*Passage sélectionné*.

+ + +

Imed Derouiche: " Le gaz de schiste peut combler le déficit de la balance énergétique en Tunisie"

Imed Derouiche: " Le gaz de schiste peut combler le déficit de la balance énergétique en Tunisie"
 
 
Géophysicien, expert en énergie et en économie, Imed Derouiche est parmi les rares voix qui s’élèvent non pas pour polémiquer et critiquer mais afin de préconiser de réelles solutions non seulement pour le secteur de l'énergie en Tunisie dans lequel il opère, mais aussi pour l’économie.
 
C’est pour cela qu’Espacemanager l’a rencontré pour vous à l’occasion de la conférence de l’ETAP sur l’exploration et la production en Tunisie afin de vous présenter sa vision pour dynamiser le secteur de l’énergie et pour relancer l’économie de notre pays.
 
Comment se porte le secteur de l'énergie en Tunisie et qu’est-ce qui fait que le déficit de la balance énergétique ne cesse de grandir de la sorte ?
 
C’est simple, la consommation en énergie ne cesse de se développer, alors que notre production ne cesse de régresser. La Tunisie importe 45 % de ses besoins en gaz, principalement de l’Algérie. On importe, en outre, 90% du GPL (gaz de pétrole liquéfié) qui est un produit raffiné, principalement importé de l'Algérie.
 
La masse budgétaire consacrée à la compensation de l'énergie est passée de 600 millions de dinars en 2010 à plus de 5 milliards de dinars actuellement.Elle est devenue une menace sur l'équilibre budgétaire du pays.
 
Qu’est-ce qui a fait que notre production a diminué de la sorte ?

+ + +

*Données enregistrées*.
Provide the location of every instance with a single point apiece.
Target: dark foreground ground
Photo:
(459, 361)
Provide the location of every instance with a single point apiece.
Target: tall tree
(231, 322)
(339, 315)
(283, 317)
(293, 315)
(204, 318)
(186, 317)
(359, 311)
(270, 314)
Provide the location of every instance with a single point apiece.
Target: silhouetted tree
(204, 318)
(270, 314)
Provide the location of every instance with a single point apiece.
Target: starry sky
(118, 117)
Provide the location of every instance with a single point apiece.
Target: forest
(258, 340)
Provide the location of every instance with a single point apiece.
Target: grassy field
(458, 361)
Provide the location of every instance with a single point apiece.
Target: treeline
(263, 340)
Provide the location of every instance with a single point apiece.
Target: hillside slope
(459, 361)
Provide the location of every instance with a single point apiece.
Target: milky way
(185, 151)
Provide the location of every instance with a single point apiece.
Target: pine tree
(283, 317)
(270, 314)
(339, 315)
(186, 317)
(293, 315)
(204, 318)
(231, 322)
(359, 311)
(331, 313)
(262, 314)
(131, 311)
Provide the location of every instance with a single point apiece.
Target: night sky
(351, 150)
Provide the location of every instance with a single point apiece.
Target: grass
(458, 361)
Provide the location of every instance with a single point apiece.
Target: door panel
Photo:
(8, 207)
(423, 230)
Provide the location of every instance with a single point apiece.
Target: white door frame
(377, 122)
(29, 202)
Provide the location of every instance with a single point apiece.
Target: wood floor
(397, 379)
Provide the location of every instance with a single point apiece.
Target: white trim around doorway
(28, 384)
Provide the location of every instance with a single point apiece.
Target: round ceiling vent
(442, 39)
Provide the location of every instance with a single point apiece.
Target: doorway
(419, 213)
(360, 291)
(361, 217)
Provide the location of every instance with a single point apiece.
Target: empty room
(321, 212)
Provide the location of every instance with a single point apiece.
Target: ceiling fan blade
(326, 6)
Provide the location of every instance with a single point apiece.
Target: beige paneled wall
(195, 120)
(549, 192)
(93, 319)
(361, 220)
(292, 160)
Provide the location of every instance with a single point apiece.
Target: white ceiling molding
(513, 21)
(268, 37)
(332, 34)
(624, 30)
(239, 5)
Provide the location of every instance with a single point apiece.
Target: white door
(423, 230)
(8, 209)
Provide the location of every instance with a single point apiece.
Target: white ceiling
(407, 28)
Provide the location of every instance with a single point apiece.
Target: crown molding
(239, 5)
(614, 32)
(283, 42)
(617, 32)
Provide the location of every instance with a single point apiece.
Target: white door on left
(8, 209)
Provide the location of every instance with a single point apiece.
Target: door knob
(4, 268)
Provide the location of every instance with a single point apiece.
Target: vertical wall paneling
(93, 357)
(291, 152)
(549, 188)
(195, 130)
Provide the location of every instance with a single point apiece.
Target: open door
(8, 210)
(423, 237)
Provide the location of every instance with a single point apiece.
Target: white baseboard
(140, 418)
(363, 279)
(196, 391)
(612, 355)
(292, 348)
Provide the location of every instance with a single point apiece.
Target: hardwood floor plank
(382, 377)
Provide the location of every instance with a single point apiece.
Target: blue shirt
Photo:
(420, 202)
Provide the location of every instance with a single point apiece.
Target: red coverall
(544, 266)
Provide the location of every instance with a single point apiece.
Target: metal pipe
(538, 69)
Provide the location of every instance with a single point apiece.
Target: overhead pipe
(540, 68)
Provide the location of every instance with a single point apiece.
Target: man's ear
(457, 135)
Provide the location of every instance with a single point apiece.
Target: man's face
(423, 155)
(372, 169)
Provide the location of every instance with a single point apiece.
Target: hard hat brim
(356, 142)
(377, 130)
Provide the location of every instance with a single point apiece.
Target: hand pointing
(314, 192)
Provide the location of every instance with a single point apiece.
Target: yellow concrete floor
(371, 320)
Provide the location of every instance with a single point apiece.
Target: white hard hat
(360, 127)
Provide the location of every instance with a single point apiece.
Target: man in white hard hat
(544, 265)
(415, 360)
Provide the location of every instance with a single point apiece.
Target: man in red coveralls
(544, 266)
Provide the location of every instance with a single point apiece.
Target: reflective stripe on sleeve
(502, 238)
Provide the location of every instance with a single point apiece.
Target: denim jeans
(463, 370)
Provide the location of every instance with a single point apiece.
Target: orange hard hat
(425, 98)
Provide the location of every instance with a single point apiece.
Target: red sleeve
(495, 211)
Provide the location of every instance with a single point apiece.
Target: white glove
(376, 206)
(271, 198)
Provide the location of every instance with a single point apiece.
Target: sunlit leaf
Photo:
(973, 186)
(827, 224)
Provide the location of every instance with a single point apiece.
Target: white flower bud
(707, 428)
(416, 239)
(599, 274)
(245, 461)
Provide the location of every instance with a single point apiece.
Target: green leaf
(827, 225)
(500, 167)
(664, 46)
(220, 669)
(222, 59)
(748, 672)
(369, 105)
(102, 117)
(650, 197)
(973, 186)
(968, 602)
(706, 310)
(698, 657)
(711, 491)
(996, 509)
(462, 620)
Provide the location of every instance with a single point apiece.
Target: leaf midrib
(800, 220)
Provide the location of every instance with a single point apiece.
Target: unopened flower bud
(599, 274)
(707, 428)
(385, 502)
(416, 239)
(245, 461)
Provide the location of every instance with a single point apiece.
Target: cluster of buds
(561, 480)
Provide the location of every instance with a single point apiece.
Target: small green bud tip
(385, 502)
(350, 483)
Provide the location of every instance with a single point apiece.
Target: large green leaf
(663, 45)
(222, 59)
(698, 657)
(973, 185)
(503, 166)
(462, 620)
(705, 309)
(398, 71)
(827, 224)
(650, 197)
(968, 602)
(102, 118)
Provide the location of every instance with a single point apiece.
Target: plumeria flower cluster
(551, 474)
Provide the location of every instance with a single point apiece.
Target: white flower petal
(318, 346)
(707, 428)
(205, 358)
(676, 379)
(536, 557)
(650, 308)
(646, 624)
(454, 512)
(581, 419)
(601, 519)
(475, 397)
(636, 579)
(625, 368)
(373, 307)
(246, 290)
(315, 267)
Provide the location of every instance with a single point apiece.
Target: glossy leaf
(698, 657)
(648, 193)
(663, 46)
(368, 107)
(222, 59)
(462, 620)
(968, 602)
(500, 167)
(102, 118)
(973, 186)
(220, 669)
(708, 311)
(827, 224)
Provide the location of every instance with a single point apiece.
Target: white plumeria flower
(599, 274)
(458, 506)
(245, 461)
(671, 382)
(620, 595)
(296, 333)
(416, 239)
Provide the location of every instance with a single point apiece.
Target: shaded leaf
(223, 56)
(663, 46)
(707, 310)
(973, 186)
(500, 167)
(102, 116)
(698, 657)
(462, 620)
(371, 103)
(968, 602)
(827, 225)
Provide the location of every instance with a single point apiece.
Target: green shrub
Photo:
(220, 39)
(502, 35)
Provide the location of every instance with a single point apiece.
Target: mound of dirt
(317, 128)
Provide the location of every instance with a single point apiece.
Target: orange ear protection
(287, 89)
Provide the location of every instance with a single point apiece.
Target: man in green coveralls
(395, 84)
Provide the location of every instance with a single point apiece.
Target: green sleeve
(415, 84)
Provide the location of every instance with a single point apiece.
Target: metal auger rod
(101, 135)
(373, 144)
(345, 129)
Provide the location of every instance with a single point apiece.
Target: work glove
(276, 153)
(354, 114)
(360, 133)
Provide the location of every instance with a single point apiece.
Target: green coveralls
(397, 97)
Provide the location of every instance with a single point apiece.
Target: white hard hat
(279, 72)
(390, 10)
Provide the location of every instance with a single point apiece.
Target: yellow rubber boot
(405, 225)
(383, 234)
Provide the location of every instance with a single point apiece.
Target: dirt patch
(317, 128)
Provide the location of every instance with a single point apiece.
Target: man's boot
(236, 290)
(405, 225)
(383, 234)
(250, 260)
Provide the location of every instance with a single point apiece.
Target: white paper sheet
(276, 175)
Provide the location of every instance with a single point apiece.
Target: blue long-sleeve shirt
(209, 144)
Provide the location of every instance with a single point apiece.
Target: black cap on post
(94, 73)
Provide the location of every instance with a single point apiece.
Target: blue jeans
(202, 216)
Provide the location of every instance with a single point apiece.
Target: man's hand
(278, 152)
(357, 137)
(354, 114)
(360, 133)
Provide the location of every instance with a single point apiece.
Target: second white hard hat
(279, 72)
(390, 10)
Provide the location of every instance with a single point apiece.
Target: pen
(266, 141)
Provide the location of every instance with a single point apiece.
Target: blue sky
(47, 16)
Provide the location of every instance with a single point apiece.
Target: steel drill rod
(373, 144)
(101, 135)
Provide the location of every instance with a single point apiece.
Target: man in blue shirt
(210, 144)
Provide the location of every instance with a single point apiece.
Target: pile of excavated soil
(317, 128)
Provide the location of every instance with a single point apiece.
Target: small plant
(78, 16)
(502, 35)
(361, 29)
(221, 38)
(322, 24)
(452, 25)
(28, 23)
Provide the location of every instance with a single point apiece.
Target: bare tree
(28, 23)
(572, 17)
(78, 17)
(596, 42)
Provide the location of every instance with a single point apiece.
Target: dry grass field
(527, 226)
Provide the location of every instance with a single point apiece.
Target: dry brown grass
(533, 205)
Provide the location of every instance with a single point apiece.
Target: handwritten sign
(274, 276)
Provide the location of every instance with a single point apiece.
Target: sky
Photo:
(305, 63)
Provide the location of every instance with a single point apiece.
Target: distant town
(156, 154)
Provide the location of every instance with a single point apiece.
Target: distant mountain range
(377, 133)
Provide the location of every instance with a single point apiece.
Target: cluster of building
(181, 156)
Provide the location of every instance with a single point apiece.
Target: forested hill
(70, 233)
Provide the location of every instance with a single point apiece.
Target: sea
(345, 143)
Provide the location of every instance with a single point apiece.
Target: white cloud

+ + +

*Tâche demandée A*. D'après l'entretien sur l'énergie en Tunisie, quelle part de ses besoins en gaz le pays importe-t-il ?
*Tâche demandée B*. Dans l'entretien sur l'énergie en Tunisie, reformulez sous forme de liste le paragraphe commençant par « C’est simple, la consommation en énergie ».

*Résultat obtenu A*. 45 %, principalement de l'Algérie.

*Résultat obtenu B*.
- La consommation d'énergie augmente sans cesse, tandis que la production régresse.
- La Tunisie importe 45 % de ses besoins en gaz, principalement de l'Algérie.
- Elle importe aussi 90 % du GPL (gaz de pétrole liquéfié), un produit raffiné provenant surtout de l'Algérie.